■ Aim of the exercise ■
Give the address of DURECT Corporation's principal executive offices as listed on the Form 8-K cover page below.

■ Document passage ■
SECURITIES AND EXCHANGE COMMISSION

Washington, D.C. 20549

 

Form 8-K

 

Current Report

Pursuant to Section 13 or 15(d)

of the Securities Exchange Act of 1934

 

 

September 21, 2018 (September 17, 2018)

Date of Report (Date of earliest event reported)

 

 

DURECT CORPORATION

(Exact name of Registrant as specified in its charter)

 

 

Delaware

 

000-31615

 

94-3297098

(State or other jurisdiction of

incorporation or organization)

 

(Commission

File Number)

 

(I.R.S. Employer

Identification No.)

10260 Bubb Road

Cupertino, CA 95014

(Address of principal executive offices) (Zip code)

(408) 777-1417

(Registrant’s telephone number, including area code)

(Former name or former address, if changed since last report)

 

Check the appropriate box below if the Form 8-K filing is intended to simultaneously satisfy the filing obligation of the registrant under any of the following provisions:

Written communications pursuant to Rule 425 under the Securities Act (17 CFR 230.425)

Soliciting material pursuant to Rule 14a-12 under the Exchange Act (17 CFR 240.14a-12)

Pre-commencement communications pursuant to Rule 14d-2(b) under the Exchange Act (17 CFR 240.14d-2(b))

Pre-commencement communications pursuant to Rule 13e-4(c) under the Exchange Act (17 CFR 240.13e-4(c))

Indicate by check mark whether the registrant is an emerging growth company as defined in Rule 405 of the Securities Act of 1933 (§ 230.405 of this chapter) or Rule 12b-2 of the Securities Exchange Act of 1934 (§ 240.12b-2 of this chapter).

■ Entries ■
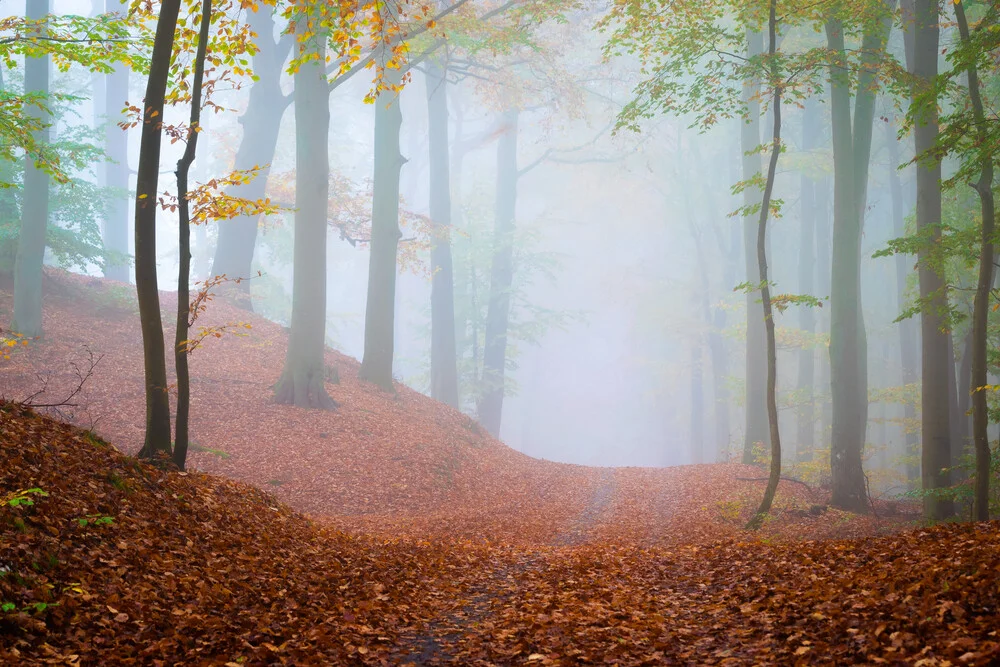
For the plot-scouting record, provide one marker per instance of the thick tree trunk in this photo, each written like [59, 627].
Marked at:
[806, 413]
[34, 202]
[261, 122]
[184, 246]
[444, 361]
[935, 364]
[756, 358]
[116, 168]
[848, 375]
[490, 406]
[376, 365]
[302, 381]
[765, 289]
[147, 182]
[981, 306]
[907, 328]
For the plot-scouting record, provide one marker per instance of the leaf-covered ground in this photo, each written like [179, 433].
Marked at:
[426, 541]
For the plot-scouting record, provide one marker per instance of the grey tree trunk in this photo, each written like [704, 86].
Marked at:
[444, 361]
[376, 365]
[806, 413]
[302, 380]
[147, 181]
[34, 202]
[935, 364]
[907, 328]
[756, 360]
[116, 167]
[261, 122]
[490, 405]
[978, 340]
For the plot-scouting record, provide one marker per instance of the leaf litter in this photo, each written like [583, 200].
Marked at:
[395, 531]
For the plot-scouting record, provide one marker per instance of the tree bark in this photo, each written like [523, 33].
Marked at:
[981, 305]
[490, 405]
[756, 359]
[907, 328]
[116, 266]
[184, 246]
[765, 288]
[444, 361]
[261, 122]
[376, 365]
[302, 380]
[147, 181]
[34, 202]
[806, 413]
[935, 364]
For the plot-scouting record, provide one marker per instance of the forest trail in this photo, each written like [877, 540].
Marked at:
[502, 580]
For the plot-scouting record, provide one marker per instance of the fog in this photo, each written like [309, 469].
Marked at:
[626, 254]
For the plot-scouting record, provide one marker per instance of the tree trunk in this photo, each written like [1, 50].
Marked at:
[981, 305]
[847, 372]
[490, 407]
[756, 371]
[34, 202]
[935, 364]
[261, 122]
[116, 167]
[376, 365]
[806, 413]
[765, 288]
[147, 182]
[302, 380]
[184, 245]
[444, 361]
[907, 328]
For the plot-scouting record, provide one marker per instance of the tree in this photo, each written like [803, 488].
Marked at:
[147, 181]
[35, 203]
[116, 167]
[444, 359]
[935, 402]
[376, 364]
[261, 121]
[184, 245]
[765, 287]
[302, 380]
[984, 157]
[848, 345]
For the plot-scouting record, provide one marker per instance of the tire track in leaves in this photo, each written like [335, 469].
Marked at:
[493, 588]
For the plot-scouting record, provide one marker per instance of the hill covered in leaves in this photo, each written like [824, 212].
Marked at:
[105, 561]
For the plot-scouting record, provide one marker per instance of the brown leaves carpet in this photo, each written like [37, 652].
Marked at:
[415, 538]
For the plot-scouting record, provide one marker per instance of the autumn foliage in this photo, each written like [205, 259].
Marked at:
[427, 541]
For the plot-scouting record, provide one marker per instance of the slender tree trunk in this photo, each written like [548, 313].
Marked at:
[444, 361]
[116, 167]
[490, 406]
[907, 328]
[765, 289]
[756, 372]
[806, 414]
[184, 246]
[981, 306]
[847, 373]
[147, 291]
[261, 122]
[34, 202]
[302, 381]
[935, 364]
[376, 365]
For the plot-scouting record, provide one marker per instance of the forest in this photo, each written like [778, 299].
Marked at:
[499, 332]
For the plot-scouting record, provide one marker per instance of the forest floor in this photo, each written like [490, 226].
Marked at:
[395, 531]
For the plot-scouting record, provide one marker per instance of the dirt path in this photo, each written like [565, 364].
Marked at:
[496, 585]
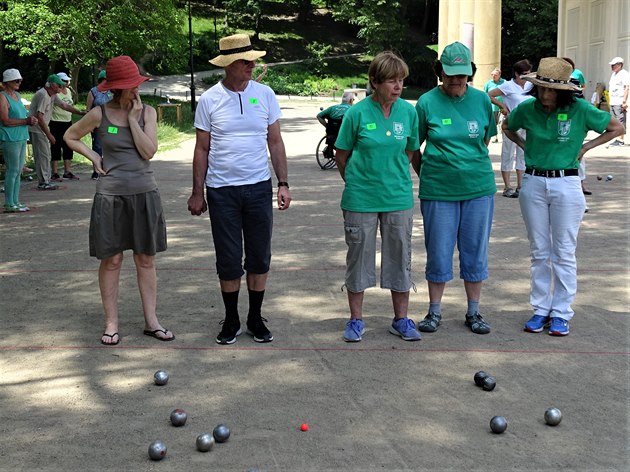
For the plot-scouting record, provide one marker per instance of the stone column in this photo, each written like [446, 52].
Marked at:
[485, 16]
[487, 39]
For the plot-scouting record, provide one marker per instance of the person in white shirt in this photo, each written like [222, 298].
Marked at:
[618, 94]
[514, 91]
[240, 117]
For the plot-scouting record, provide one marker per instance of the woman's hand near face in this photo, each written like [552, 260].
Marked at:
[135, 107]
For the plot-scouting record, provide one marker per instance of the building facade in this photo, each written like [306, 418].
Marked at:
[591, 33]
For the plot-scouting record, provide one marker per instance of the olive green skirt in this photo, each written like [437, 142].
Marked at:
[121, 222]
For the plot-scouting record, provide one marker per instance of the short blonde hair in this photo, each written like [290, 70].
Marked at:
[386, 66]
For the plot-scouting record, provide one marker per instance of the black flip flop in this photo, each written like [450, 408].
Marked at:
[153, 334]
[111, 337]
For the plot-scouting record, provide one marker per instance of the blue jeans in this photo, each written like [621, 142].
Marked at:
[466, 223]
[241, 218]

■ Written reply ■
10260 Bubb Road, Cupertino, CA 95014